GIVEN PASSAGE below:
I don't think he's insane (well, he might be - I should say I don't think this is proof that he's insane). I think he's dumb. I think he's being told something, not really understanding it, and then doing a really bad job of trying to repeat it to the public. Because there's more than a kernel of truth underlying what he's saying.
We never dropped our rate of confirmed cases more than 25-30% from the peak rate, and have had climbing case rates for several weeks now. However, hospitalization and fatality rates have been declining consistently since mid-April, and by over 70%. Somewhere in there we got one drug approved that has had modest success moderating the severe cases, but that can't explain those kinds of declines. There has probably been some demographic shift, but that doesn't fully explain the decline either. I also think that the magnitude of the demographic shift has been wildly overstated by the media. All3 said his family had covid and only had cold symptoms. In March and April those people couldn't get tested. Now, in most places, they can. By and large people with mild symptoms skew younger, so observed confirmed case rates in younger people will climb when testing becomes more available. Younger people are probably also exposing themselves to more risk (though I see plenty of older people in my area doing things like congregating on porches with their neighbors, and have since it was blatantly against the law here, or not wearing a mask in the grocery store, which is still against the law), but changes in testing policy are definitely playing a role in observed shifts. Certainly nobody should have been buying it when, at the peak of the outbreak in New York, almost nobody under 20 was testing positive. It's highly unlikely that kids were just going to be immune. We just weren't testing them.
End of GIVEN PASSAGE.
THE DATA below:
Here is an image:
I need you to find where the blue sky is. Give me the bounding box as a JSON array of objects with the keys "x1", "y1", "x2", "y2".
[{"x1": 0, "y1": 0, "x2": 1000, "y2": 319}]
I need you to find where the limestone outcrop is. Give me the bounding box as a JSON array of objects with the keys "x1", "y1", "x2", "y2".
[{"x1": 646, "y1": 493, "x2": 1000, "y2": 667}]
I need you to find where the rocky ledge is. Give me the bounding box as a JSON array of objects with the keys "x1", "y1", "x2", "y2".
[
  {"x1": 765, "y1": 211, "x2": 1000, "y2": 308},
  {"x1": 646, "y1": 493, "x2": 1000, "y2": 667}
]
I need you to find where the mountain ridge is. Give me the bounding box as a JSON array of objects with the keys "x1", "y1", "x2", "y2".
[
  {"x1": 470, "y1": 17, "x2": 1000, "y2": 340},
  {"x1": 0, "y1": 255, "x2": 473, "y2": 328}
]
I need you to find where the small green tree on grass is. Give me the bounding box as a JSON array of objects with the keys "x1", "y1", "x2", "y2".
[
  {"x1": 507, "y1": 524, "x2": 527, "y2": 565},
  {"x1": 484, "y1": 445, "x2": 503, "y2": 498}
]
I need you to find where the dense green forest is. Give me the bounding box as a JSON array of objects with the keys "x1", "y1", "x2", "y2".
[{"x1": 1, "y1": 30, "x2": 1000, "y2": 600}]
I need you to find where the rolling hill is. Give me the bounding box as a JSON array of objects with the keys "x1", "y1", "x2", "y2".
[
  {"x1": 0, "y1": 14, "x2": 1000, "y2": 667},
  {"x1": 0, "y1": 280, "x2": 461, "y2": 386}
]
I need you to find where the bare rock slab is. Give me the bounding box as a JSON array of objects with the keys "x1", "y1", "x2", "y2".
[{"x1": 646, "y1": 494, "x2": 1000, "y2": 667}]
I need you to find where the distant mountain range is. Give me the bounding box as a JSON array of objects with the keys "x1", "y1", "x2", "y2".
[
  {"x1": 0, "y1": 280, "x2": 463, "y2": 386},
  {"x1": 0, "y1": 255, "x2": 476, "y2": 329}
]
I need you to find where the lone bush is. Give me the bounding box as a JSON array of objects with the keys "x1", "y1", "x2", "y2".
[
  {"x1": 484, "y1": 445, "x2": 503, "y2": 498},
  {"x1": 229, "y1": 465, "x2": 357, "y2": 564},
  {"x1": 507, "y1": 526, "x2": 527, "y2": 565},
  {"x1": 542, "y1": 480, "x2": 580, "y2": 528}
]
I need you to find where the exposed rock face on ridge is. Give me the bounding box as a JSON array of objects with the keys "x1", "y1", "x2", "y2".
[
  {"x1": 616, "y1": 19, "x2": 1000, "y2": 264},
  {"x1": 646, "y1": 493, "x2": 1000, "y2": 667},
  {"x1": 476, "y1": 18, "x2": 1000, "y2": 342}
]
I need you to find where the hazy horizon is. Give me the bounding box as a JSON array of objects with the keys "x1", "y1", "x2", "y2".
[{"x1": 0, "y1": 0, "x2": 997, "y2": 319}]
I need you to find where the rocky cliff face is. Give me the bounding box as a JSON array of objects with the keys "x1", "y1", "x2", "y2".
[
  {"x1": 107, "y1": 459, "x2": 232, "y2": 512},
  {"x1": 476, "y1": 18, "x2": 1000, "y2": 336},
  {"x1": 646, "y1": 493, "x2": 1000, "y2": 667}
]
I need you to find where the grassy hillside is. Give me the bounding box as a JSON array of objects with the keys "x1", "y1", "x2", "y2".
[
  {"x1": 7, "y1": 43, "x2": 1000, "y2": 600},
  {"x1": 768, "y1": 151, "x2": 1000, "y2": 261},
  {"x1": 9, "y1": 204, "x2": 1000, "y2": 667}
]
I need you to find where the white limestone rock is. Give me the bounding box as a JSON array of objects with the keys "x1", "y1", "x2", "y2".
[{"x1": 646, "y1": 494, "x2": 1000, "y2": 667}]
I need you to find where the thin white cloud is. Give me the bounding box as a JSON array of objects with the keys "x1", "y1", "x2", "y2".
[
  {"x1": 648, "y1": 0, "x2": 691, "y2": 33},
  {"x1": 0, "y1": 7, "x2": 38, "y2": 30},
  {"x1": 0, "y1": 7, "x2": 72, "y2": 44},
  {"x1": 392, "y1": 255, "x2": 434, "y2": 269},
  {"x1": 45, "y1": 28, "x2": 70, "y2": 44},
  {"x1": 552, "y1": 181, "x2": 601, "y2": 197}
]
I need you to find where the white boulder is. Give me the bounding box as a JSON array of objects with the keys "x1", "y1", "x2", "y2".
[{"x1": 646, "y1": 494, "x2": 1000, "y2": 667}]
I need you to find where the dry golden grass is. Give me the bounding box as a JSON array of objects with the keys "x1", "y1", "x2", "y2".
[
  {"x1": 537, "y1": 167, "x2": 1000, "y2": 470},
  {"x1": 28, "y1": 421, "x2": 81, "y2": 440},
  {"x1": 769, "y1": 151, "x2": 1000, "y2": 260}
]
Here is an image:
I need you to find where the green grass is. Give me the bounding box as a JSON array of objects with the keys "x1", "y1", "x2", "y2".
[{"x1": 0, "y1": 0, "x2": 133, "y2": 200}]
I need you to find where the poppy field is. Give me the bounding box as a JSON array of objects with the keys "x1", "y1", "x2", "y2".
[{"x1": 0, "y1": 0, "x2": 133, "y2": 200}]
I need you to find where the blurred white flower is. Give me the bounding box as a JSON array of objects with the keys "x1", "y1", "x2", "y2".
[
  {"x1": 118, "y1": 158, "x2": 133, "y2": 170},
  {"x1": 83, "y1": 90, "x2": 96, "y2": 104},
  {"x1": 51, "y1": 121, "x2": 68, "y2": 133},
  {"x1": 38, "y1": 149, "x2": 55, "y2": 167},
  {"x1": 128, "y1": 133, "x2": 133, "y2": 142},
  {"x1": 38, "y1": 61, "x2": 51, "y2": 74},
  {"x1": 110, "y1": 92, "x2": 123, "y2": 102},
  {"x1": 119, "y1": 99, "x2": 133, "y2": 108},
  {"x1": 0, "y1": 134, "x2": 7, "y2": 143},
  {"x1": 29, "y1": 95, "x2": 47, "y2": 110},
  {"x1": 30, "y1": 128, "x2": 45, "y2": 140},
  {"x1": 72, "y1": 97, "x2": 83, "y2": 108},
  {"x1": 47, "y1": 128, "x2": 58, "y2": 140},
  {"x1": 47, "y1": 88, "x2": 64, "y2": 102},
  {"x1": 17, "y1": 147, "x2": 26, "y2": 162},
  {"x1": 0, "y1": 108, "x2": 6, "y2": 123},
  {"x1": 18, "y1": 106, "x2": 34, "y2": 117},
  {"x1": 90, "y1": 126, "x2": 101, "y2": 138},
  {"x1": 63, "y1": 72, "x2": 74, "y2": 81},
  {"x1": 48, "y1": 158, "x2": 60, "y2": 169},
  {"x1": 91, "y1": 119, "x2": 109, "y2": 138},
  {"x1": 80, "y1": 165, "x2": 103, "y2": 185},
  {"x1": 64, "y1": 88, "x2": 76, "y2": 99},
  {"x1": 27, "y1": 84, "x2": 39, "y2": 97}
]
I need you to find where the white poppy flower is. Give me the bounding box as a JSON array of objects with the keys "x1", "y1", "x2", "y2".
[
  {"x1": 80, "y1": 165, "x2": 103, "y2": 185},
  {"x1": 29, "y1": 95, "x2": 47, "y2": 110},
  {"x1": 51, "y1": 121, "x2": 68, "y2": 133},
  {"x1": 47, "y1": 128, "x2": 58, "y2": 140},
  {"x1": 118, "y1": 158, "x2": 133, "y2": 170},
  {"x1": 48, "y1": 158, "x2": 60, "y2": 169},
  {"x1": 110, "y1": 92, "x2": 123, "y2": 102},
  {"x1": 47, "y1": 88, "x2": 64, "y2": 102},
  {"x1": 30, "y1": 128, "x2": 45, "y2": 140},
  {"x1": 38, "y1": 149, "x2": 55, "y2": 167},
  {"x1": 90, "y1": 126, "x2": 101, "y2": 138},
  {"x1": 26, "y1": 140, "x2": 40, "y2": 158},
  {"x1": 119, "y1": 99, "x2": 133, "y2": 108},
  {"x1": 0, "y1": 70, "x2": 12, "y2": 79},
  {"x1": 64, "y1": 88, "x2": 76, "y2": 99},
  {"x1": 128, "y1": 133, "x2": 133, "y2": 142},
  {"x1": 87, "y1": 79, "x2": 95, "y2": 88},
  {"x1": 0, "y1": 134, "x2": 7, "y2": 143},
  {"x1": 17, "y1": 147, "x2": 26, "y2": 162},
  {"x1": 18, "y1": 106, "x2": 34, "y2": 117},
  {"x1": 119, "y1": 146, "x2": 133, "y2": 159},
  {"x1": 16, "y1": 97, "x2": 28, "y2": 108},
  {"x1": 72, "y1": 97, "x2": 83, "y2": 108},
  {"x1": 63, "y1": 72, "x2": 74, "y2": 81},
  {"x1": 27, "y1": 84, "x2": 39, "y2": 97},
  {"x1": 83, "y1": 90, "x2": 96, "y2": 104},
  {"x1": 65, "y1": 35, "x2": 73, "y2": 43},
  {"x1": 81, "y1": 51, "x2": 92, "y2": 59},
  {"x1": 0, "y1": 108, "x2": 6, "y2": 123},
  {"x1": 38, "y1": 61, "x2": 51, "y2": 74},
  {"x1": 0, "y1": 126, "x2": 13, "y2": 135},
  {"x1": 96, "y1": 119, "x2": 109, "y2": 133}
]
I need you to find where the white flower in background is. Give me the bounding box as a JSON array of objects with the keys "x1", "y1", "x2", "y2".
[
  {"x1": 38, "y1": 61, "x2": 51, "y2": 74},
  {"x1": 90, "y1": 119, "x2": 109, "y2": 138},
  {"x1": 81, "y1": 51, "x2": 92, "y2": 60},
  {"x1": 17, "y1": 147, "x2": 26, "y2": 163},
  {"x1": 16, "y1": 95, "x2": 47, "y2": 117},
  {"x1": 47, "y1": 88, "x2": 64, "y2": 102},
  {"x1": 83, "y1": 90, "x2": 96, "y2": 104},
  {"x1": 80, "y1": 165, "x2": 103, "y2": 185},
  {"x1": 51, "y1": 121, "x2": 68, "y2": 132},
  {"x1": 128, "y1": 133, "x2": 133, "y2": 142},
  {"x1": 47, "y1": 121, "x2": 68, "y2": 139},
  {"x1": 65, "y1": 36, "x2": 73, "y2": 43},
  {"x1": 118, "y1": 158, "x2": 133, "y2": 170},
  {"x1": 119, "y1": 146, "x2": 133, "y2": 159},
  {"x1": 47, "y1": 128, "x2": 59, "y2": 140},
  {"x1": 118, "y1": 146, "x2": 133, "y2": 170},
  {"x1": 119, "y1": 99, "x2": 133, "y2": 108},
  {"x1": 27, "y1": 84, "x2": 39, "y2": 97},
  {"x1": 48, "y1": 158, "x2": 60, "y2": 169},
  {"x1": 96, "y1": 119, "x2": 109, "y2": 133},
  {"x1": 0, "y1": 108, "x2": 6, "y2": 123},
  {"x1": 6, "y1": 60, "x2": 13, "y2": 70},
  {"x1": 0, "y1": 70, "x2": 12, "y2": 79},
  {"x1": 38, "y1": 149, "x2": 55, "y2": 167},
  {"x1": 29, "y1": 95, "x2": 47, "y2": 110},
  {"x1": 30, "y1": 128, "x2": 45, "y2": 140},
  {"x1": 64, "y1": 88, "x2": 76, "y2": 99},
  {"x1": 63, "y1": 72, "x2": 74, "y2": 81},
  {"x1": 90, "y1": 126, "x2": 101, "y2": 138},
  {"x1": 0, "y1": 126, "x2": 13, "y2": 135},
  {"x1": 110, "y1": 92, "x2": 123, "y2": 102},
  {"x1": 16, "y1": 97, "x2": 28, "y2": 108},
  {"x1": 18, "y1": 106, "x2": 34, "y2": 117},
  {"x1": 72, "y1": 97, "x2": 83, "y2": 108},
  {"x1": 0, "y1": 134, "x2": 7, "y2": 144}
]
End of THE DATA.
■ TASK ITEM A: Repeat the passage on COVID-19 case rates word for word, starting with "I don't think he's" and going on through "what he's saying.".
■ TASK ITEM B: In the passage on COVID-19 case rates, by how much have hospitalization and fatality rates declined since mid-April?

■ ANSWER SPACE A:
I don't think he's insane (well, he might be - I should say I don't think this is proof that he's insane). I think he's dumb. I think he's being told something, not really understanding it, and then doing a really bad job of trying to repeat it to the public. Because there's more than a kernel of truth underlying what he's saying.

■ ANSWER SPACE B: By over 70%.